» **Data section**
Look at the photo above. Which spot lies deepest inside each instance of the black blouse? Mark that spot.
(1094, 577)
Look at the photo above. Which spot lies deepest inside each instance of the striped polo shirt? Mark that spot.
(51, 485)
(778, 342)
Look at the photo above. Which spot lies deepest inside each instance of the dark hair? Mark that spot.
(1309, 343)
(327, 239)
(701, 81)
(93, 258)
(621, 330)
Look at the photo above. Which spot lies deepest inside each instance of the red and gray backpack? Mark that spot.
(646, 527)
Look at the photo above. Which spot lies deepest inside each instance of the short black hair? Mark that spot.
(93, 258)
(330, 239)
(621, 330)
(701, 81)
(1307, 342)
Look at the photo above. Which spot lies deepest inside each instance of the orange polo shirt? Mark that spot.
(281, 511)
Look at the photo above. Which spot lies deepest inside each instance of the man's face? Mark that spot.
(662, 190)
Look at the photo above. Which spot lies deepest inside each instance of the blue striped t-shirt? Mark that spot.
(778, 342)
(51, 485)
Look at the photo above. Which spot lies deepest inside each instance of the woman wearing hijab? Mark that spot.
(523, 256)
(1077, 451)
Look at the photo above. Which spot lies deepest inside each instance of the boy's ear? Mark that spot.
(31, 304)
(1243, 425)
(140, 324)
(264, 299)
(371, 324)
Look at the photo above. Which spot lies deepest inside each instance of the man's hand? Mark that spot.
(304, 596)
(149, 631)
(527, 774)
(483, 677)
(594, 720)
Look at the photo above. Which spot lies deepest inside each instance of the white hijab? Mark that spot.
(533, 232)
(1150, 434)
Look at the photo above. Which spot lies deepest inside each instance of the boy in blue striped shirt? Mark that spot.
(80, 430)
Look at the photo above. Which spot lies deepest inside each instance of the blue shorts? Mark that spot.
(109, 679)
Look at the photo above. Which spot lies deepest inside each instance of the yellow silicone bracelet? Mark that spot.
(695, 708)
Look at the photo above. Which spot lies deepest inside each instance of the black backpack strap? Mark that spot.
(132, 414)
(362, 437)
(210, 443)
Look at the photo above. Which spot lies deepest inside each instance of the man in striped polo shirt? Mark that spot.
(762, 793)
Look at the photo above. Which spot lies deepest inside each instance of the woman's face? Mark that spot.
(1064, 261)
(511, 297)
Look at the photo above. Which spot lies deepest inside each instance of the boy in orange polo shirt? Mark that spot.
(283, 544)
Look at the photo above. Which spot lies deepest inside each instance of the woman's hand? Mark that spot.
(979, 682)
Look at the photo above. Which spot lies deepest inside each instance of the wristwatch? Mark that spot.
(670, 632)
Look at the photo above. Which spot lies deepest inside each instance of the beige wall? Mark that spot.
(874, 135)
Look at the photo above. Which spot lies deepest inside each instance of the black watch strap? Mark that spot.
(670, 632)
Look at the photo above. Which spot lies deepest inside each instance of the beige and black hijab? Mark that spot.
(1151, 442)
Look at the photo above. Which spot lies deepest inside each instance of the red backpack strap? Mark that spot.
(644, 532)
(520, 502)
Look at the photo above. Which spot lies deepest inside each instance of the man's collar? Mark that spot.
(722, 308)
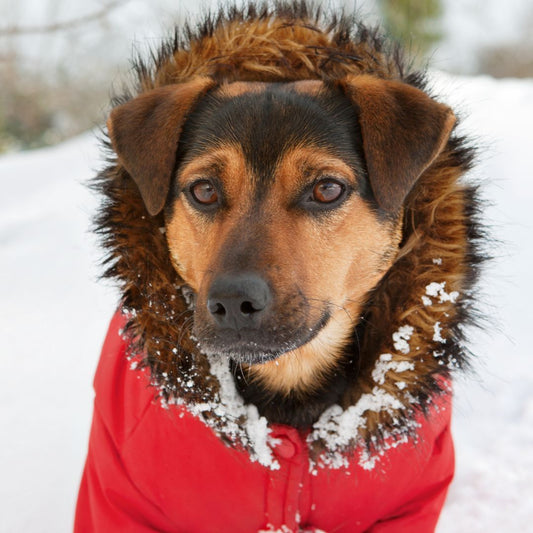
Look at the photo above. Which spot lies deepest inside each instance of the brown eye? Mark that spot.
(204, 192)
(327, 191)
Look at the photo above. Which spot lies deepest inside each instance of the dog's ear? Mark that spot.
(403, 131)
(145, 132)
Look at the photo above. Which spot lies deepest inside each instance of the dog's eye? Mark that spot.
(327, 191)
(204, 193)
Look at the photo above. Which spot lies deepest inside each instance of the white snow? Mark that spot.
(54, 314)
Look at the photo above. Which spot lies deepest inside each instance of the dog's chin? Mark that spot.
(246, 348)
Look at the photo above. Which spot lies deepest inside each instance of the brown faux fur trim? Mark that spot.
(440, 230)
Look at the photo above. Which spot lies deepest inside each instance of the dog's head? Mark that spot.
(283, 205)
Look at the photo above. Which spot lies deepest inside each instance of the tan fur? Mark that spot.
(435, 225)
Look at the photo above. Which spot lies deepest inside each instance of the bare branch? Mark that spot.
(12, 31)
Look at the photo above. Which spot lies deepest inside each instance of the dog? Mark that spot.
(296, 252)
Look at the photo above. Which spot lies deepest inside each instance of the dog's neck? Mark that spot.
(299, 407)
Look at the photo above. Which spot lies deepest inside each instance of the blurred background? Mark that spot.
(60, 59)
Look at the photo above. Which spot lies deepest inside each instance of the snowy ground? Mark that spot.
(53, 316)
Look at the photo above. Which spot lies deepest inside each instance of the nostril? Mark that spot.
(216, 308)
(247, 308)
(220, 310)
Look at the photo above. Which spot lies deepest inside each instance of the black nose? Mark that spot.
(238, 301)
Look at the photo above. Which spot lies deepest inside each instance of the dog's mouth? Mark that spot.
(254, 346)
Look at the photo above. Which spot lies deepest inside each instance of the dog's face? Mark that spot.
(282, 213)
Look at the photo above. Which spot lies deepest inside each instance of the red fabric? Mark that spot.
(155, 469)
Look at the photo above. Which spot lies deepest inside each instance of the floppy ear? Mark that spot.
(145, 132)
(403, 131)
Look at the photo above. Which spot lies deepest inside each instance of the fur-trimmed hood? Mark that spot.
(410, 336)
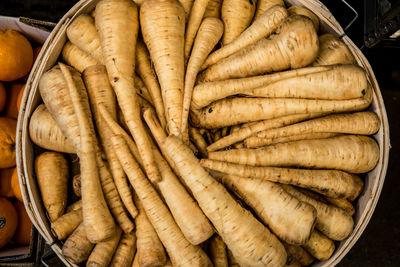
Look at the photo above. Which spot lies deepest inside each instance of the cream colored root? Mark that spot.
(262, 27)
(319, 246)
(103, 252)
(146, 72)
(331, 183)
(217, 249)
(66, 224)
(254, 141)
(232, 222)
(245, 132)
(208, 35)
(237, 16)
(264, 5)
(181, 252)
(82, 33)
(77, 58)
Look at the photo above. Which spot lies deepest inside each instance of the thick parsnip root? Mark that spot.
(333, 51)
(150, 250)
(319, 246)
(209, 33)
(351, 153)
(123, 256)
(77, 58)
(251, 243)
(77, 247)
(331, 183)
(217, 250)
(66, 224)
(260, 28)
(236, 15)
(100, 92)
(163, 27)
(255, 141)
(294, 46)
(146, 72)
(103, 252)
(333, 222)
(118, 25)
(290, 219)
(51, 170)
(245, 132)
(181, 252)
(82, 33)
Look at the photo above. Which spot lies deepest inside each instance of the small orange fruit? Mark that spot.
(16, 55)
(15, 185)
(23, 233)
(8, 130)
(8, 221)
(5, 182)
(3, 96)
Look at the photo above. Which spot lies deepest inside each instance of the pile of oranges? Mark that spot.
(16, 60)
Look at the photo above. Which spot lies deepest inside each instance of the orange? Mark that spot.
(19, 98)
(15, 185)
(5, 182)
(8, 221)
(23, 233)
(3, 96)
(13, 90)
(16, 55)
(8, 129)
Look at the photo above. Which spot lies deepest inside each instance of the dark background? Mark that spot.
(379, 245)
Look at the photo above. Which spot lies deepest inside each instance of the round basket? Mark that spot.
(50, 52)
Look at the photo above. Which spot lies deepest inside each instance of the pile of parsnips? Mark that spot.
(275, 112)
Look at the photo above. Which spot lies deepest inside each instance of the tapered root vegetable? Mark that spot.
(150, 251)
(250, 130)
(333, 51)
(77, 247)
(44, 132)
(103, 252)
(217, 249)
(319, 246)
(98, 221)
(351, 153)
(299, 10)
(52, 175)
(146, 72)
(236, 15)
(365, 123)
(82, 33)
(66, 224)
(331, 183)
(339, 83)
(294, 45)
(287, 217)
(208, 92)
(333, 222)
(125, 251)
(251, 243)
(242, 110)
(100, 92)
(195, 18)
(163, 28)
(255, 141)
(207, 37)
(118, 24)
(181, 252)
(264, 5)
(260, 28)
(77, 58)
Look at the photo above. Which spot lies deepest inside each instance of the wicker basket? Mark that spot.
(48, 57)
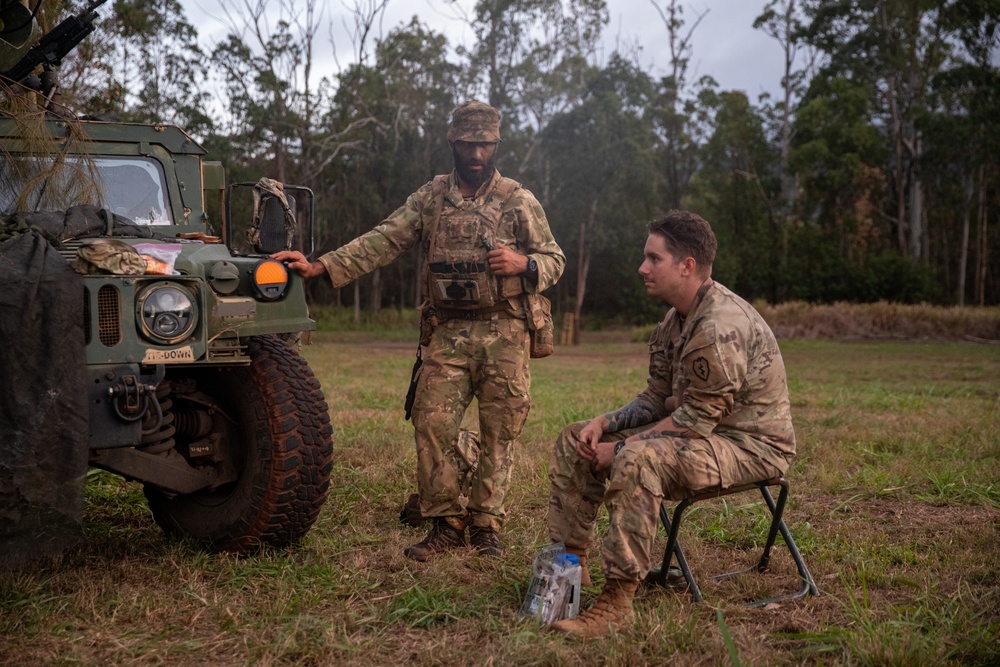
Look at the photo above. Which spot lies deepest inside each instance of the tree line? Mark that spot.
(873, 174)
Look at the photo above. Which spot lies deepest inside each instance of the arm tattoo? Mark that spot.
(637, 413)
(654, 434)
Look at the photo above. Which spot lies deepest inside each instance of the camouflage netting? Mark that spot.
(44, 418)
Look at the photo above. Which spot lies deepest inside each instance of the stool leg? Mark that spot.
(673, 549)
(778, 524)
(776, 513)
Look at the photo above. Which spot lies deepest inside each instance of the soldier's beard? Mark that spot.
(474, 178)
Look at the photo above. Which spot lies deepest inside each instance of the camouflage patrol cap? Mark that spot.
(474, 121)
(98, 256)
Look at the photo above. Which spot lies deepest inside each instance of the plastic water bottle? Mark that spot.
(554, 592)
(566, 578)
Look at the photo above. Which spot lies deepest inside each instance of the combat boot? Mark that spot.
(446, 533)
(581, 554)
(486, 541)
(612, 610)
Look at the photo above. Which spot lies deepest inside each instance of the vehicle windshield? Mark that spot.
(133, 187)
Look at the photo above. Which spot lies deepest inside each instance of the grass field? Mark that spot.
(895, 506)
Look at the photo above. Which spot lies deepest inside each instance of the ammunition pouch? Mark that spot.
(540, 324)
(465, 285)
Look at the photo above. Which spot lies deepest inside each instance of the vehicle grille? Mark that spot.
(86, 316)
(109, 319)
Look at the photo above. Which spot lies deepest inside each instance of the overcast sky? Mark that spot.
(725, 44)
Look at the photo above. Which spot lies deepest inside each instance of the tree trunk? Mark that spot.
(918, 235)
(982, 245)
(583, 267)
(376, 290)
(963, 261)
(357, 304)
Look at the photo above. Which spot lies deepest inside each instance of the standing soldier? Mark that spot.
(714, 414)
(489, 253)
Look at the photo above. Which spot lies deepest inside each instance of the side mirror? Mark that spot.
(274, 229)
(268, 227)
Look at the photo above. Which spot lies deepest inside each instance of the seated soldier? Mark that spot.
(714, 414)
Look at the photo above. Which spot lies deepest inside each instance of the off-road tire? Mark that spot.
(283, 420)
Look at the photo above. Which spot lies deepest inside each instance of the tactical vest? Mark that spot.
(456, 271)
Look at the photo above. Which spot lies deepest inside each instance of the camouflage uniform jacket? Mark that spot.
(723, 364)
(523, 227)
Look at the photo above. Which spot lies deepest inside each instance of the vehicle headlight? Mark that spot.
(166, 314)
(270, 279)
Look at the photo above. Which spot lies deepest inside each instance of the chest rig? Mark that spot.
(456, 271)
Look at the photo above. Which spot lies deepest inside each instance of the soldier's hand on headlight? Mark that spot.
(296, 260)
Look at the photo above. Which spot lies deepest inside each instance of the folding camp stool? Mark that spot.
(777, 524)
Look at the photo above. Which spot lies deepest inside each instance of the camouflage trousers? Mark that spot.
(643, 475)
(466, 359)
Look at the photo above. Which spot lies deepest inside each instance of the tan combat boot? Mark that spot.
(446, 533)
(612, 610)
(585, 581)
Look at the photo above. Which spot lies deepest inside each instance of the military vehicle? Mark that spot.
(187, 378)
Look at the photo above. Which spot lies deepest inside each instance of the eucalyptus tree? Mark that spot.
(962, 130)
(390, 118)
(678, 124)
(601, 157)
(736, 188)
(894, 47)
(144, 63)
(782, 20)
(531, 60)
(264, 66)
(840, 159)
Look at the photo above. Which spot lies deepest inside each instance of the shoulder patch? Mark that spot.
(701, 368)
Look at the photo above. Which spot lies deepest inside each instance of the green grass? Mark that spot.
(895, 505)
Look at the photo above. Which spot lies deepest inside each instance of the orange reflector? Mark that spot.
(270, 272)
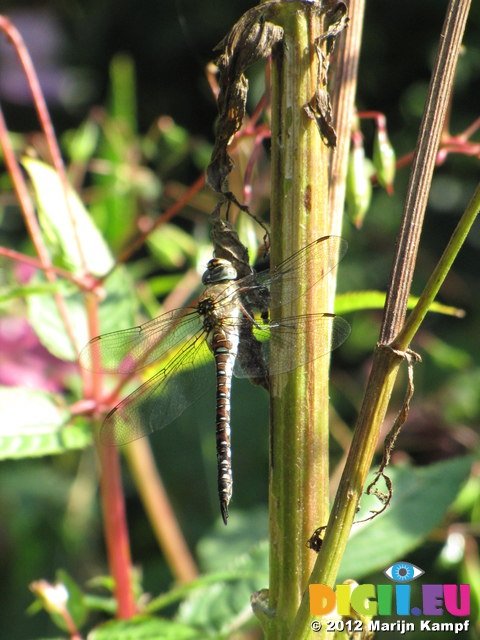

» **Problem details**
Please present the lines from the one containing "grass? Mark that spot." through the end of the items, inclusive, as a Markdown table with the columns Row and Text. Skip blank lines and leave the pictures out.

» **Completed exercise**
| Row | Text |
|---|---|
| 1 | Look at the photo above. Which spot lies deepest inside each instance of the green grass? Mark that spot. |
| 2 | (895, 505) |
| 3 | Look at the photo above. Which spot lies deepest inside each instance of the orange reflector? Mark that spot. |
| 4 | (270, 272) |